=== WHAT YOU HAVE TO DO ===
In the travel post below, what park in Rotorua did the writers walk through to see the hot springs and mud pools?

--- TEXT FOR ANALYSIS Enclosed Below ---

Drenched after our hike, and after some lunch, we drove into Rotorua, which was basically a ghost town and walked through the hot springs and bubbling mud pools in the free-access Kuirau Park. They were kind of underwhelming - but the playground in the park was awesome, all futuristic-looking and interactive, much cooler than any playground we'd ever seen in the States. We played on that for a while - two Maori kids stared at us the whole time like we were crazy - until the rain got too hard and we had to retreat to our car.
When we returned to the guesthouse, a huge French family has arrived for the night (which they would be spending in the room right next to ours), including mom, dad, two little girls (one 5; the other, 6), and a tiny baby, not even 6-months old yet. As we stepped into the main door, the baby was wailing its head off and burping - we were not happy. This whole trip, we'd been talking about how annoying all the Frnech tourists are, and how they all seem to bring their half-naked children along with them to the most ungodly regions of the world. "French babies" had become a common, half-joking pet peeve of ours - Conan O'Brien does a hilarious impression of a French baby sometimes, and I would do my (not-so-good) impression of his impression in dismay whenever we were confronted with some new Gallic brat. It seemed somehow fitting that the Christian God would have given us, the atheist and the Jew, our own French-baby roommate as gift on his son's birthday.
But as we cooked our rather bizarre Christmas dinner in the guesthouse's shared kitchen - a tomato, scallion, and feta cheese salad (Christmas colors, it turns out!); BBQ lamb chops; garlic and butter potatoes; and a horrible store-made apple pie that made me wish dearly for my Aunt Ellen's delicious homemade pie - the clearly very harried mom of this French family told us sympathetically that her baby was "not a screamer" and that we shouldn't have any problems sleeping. And as it turned out, the French baby made hardly a peep all night, and though I haven't gotten a solid night's rest since we arrived in New Zealand, Maya and I both slept better than we have in days. Our own Christmas miracle.
1 comment:
Christmas Barbeque! Awesome place, beautiful pics, and you narrowly avoided the earthquake! You did all the stuff my kiwi buddies told me I should have done.. if you have'nt found out already, the Kiwi Rugby team is called the "All Blacks" , and the attire would fit right in with your goth style. I passed on the "All Black Nation" shirt myself as I imagined it not going over well in Brooklyn. Can't wait to see you when you get back!

--- End of Enclosed TEXT FOR ANALYSIS ---
--- SOURCE DATA Enclosed Below ---

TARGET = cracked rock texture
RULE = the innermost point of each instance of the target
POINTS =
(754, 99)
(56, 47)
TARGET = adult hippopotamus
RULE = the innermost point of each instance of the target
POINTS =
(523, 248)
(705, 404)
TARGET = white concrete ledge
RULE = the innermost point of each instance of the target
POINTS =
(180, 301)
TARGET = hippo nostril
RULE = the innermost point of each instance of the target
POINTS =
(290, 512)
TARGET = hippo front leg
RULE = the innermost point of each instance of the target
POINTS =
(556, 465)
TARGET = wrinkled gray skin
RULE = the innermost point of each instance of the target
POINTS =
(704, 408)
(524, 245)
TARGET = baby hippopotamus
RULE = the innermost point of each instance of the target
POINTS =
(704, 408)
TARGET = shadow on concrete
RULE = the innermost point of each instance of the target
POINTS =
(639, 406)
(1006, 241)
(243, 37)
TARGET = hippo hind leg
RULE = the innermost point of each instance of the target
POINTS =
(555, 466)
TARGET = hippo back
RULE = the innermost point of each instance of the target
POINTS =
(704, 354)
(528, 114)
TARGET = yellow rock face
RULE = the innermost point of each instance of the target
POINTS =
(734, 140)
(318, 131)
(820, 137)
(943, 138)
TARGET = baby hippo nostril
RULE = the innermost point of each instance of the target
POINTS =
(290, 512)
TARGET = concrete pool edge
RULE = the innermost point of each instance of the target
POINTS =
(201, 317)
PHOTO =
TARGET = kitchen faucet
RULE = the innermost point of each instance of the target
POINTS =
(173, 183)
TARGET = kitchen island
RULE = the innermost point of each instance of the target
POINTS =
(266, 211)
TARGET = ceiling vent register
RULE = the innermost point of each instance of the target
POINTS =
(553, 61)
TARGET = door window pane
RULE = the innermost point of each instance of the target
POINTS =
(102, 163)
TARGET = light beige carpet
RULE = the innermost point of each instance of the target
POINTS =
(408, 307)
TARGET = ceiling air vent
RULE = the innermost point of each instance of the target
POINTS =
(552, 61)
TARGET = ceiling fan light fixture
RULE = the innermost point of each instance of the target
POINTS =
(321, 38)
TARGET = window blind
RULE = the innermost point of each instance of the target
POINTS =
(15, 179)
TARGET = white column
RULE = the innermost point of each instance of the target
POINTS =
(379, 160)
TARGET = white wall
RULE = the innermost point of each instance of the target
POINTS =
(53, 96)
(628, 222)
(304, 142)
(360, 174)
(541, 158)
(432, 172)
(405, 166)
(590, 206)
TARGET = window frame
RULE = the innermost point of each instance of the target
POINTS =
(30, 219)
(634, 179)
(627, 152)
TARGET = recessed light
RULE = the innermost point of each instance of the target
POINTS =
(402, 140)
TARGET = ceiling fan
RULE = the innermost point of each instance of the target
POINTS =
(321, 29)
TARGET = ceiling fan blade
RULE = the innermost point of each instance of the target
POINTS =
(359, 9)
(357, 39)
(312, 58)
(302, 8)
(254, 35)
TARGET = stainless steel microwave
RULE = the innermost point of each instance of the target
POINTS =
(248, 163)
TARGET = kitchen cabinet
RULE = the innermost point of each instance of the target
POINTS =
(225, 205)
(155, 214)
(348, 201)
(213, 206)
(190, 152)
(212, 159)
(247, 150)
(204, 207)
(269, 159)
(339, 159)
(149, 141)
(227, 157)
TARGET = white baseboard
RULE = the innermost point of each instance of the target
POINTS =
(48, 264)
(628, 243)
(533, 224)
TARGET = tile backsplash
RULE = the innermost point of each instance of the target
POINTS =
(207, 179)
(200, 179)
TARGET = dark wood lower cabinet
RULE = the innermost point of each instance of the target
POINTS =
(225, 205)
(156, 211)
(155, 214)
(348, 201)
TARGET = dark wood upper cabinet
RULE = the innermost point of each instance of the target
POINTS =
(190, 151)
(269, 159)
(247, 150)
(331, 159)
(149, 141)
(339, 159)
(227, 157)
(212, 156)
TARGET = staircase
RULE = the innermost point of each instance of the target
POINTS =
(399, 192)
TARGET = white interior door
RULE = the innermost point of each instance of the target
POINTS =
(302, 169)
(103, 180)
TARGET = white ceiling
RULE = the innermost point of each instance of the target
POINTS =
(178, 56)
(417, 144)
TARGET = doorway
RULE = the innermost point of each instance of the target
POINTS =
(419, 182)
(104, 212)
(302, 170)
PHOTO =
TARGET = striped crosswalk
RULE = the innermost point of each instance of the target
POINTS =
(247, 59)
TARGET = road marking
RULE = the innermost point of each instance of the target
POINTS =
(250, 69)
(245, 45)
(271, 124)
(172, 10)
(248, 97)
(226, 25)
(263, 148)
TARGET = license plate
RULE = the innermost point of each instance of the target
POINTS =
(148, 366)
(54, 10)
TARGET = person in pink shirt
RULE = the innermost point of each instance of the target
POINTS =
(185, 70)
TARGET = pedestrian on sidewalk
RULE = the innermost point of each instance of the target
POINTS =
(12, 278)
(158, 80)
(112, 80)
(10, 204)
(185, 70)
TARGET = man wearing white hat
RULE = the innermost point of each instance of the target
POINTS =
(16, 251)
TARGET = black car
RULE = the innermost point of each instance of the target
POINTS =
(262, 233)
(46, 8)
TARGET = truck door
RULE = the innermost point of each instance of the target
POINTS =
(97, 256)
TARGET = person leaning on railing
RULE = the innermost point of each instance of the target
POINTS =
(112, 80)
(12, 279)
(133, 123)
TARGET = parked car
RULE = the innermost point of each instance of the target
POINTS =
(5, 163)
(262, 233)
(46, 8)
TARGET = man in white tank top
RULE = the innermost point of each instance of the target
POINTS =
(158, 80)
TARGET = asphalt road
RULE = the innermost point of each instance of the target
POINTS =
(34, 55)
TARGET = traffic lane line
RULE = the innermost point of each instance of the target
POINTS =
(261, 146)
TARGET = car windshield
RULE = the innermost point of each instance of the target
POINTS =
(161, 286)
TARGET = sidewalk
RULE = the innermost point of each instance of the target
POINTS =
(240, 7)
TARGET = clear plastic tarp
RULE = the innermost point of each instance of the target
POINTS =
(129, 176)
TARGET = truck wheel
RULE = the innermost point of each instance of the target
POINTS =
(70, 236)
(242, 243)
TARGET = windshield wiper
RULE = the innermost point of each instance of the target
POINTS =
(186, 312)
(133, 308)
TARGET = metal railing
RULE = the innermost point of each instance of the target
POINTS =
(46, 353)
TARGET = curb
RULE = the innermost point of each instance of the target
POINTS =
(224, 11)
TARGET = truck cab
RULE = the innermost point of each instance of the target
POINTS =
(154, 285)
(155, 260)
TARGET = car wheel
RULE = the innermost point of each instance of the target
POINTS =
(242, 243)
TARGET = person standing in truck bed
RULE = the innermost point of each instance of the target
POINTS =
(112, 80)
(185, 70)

--- End of Enclosed SOURCE DATA ---

=== PROBLEM SOLUTION ===
The free-access Kuirau Park.